++++ INFORMATION SHOWN ++++

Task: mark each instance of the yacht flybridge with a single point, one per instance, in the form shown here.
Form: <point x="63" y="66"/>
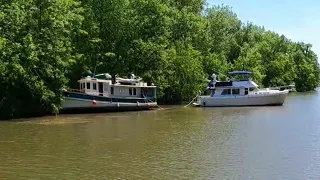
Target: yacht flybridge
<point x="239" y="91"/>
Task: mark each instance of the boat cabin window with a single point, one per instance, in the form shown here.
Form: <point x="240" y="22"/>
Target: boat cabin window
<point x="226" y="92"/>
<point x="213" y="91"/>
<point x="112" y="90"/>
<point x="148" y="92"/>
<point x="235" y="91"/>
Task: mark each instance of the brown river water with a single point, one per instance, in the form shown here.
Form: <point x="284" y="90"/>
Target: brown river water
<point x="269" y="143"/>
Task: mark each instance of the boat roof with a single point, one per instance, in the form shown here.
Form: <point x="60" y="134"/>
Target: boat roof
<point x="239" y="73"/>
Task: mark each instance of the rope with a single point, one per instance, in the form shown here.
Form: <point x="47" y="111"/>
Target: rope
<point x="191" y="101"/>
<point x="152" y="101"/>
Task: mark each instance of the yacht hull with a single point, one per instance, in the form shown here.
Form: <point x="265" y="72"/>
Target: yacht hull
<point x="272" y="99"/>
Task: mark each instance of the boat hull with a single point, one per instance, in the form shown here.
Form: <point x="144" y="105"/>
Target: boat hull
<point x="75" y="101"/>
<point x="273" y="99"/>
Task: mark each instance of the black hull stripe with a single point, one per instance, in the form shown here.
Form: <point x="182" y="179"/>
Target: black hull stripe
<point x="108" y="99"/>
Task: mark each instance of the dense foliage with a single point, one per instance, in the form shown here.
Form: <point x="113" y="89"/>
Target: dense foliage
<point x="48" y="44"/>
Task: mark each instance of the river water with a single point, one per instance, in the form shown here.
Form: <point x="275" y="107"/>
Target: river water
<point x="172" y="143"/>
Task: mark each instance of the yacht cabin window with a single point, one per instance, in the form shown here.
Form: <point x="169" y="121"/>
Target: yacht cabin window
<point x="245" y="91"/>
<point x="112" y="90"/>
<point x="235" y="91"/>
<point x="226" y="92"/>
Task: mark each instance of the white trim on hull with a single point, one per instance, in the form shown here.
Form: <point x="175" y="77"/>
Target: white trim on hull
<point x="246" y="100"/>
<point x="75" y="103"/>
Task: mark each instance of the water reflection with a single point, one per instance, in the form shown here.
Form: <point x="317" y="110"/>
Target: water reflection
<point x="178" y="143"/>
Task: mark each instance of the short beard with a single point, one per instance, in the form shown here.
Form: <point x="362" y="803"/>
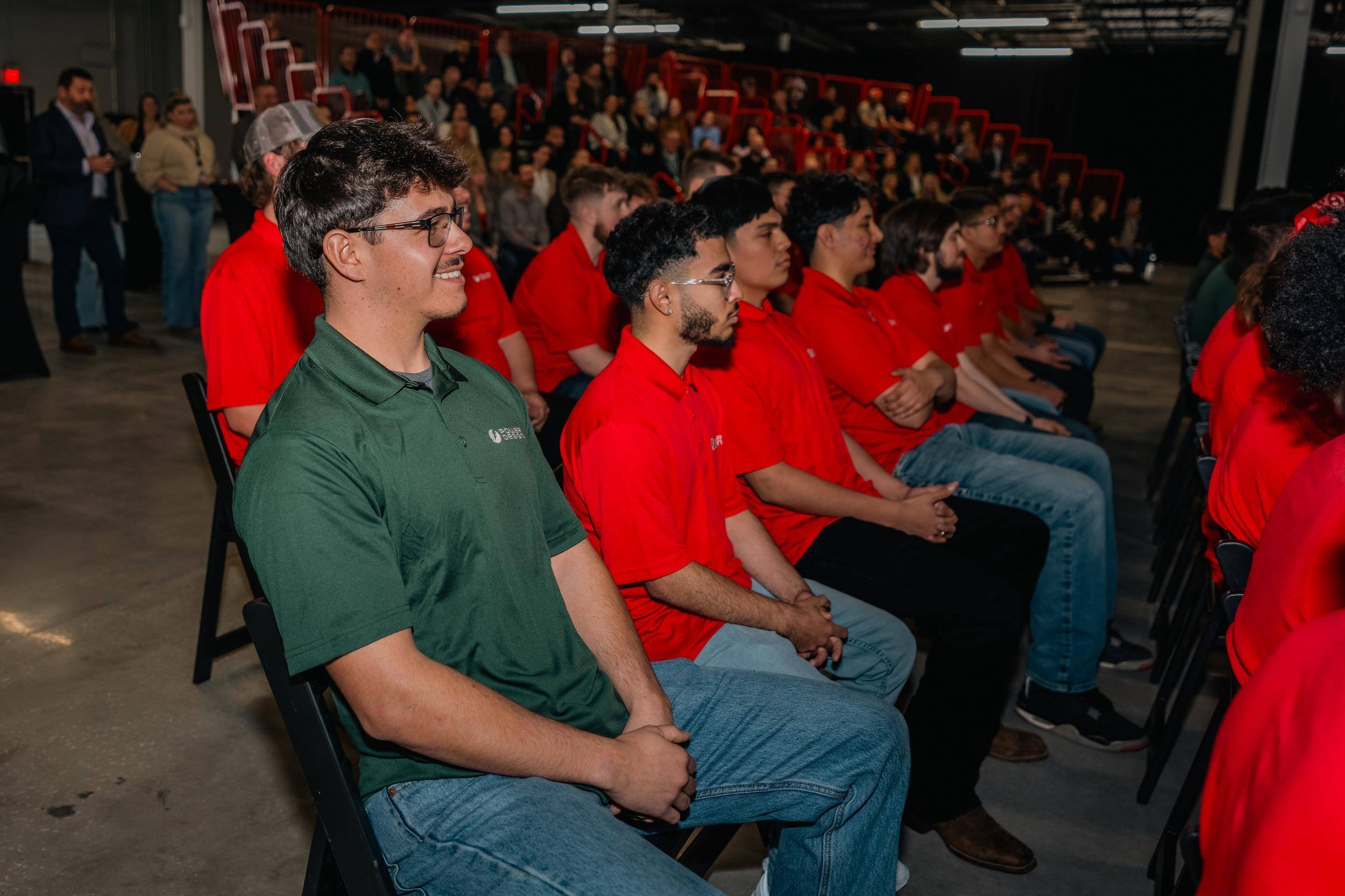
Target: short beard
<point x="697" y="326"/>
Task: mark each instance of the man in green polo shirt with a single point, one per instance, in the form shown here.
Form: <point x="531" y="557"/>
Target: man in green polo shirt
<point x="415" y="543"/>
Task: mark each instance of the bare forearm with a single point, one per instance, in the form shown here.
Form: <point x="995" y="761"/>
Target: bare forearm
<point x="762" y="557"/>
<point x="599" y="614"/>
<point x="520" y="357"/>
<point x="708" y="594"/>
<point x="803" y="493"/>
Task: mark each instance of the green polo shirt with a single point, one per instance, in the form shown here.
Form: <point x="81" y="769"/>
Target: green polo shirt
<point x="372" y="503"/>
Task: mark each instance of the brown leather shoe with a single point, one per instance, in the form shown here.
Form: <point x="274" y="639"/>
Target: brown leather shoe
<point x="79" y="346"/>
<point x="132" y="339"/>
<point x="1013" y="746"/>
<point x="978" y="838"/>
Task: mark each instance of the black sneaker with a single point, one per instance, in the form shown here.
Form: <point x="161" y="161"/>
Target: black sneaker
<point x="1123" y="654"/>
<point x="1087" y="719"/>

++++
++++ INFORMATION SHOWN ++++

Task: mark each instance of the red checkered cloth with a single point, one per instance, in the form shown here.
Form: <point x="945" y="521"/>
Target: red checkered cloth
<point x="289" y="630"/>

++++
++++ INFORMATION SHOWN ++++

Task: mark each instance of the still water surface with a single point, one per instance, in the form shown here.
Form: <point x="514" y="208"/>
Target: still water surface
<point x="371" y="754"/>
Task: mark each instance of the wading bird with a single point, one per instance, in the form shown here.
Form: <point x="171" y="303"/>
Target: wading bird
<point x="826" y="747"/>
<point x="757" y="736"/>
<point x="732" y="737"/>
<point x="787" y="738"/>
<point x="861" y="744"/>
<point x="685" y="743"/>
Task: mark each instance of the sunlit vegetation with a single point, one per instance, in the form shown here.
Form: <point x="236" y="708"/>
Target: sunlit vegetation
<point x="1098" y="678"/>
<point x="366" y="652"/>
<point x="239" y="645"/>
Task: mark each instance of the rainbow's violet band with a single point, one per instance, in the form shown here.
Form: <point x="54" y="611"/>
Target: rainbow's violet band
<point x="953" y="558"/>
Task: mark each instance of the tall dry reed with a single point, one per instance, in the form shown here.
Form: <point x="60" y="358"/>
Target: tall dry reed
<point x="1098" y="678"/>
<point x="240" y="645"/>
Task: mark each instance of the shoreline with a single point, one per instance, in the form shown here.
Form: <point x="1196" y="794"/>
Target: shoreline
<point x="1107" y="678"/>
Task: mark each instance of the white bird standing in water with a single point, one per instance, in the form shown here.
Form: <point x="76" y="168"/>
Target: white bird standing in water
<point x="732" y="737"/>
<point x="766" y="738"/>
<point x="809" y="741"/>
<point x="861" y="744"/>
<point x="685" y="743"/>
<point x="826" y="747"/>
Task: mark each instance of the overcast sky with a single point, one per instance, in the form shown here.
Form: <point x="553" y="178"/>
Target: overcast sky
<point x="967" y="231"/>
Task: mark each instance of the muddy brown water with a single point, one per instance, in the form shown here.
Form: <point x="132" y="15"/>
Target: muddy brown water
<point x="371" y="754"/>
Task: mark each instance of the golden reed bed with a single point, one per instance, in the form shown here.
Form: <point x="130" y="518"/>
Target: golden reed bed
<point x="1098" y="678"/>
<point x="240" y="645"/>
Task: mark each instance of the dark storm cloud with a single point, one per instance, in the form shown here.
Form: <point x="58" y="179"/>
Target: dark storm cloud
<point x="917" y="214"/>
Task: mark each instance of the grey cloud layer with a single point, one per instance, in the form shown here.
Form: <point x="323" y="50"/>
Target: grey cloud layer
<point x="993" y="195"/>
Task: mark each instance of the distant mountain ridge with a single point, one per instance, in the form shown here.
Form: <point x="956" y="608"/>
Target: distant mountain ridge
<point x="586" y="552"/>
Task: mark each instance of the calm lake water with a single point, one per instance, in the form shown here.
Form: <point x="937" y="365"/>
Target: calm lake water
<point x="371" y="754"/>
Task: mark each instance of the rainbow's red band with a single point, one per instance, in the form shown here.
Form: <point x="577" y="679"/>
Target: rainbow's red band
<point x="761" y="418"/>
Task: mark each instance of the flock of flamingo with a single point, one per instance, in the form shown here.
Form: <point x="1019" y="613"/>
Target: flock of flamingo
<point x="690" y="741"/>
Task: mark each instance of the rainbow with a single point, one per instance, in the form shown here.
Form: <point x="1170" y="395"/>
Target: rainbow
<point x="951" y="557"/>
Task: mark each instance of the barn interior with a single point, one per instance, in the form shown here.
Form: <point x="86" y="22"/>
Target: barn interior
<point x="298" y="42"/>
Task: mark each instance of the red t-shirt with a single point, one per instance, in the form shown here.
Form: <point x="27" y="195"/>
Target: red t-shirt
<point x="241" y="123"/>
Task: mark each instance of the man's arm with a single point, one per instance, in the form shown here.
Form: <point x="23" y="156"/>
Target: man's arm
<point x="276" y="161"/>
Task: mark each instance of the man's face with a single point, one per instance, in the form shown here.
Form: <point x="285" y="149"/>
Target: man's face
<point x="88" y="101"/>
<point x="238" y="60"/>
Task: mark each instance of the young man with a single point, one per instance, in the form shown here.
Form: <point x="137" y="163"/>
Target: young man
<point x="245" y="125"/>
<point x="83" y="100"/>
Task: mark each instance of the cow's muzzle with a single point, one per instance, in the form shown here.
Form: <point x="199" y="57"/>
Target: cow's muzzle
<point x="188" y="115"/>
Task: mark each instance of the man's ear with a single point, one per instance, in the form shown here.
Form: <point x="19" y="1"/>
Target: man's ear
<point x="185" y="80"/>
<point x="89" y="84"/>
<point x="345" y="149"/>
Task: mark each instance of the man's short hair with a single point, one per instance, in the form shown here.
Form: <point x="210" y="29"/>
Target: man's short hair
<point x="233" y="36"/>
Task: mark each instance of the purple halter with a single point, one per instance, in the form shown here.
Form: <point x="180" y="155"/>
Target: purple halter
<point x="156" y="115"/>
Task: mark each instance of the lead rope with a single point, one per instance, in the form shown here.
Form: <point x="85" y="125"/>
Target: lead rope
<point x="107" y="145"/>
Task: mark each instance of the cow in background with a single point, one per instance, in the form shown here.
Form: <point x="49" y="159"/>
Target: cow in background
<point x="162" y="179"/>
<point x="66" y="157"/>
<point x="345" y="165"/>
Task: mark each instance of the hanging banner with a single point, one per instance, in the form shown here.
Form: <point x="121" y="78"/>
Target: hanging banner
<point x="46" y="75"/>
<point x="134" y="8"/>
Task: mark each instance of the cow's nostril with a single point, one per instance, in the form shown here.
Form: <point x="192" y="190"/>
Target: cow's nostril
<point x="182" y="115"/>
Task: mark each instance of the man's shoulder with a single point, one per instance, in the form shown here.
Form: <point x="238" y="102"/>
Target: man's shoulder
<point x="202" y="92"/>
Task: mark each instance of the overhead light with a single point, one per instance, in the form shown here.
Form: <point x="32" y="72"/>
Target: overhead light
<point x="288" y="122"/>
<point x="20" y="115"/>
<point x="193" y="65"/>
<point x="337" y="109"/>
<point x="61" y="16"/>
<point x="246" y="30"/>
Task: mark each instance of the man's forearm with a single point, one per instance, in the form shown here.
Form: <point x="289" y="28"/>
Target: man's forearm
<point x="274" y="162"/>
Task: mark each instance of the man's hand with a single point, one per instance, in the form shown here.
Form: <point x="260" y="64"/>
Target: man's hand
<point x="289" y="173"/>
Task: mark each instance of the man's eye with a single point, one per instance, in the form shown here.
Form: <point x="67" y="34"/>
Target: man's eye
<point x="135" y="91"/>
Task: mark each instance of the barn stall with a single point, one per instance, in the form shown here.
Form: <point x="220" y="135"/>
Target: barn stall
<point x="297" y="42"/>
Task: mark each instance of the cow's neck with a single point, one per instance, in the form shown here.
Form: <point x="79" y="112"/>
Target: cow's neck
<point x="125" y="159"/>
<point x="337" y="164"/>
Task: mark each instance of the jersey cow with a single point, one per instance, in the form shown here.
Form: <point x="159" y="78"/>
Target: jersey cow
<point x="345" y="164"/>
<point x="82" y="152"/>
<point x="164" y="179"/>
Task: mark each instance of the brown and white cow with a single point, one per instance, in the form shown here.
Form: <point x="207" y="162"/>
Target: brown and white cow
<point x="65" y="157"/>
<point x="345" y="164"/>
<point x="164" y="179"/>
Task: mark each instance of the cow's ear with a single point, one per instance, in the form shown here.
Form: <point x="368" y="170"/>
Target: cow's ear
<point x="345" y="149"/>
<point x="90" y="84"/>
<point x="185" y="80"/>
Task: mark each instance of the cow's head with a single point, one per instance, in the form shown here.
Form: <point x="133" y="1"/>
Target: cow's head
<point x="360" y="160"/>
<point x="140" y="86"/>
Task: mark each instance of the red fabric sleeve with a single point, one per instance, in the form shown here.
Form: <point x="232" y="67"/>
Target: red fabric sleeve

++++

### WHAT YOU HAVE TO DO
Count the lines in the data above that contain the string "hair", matching case exactly. Reply with the number only.

### ANSWER
2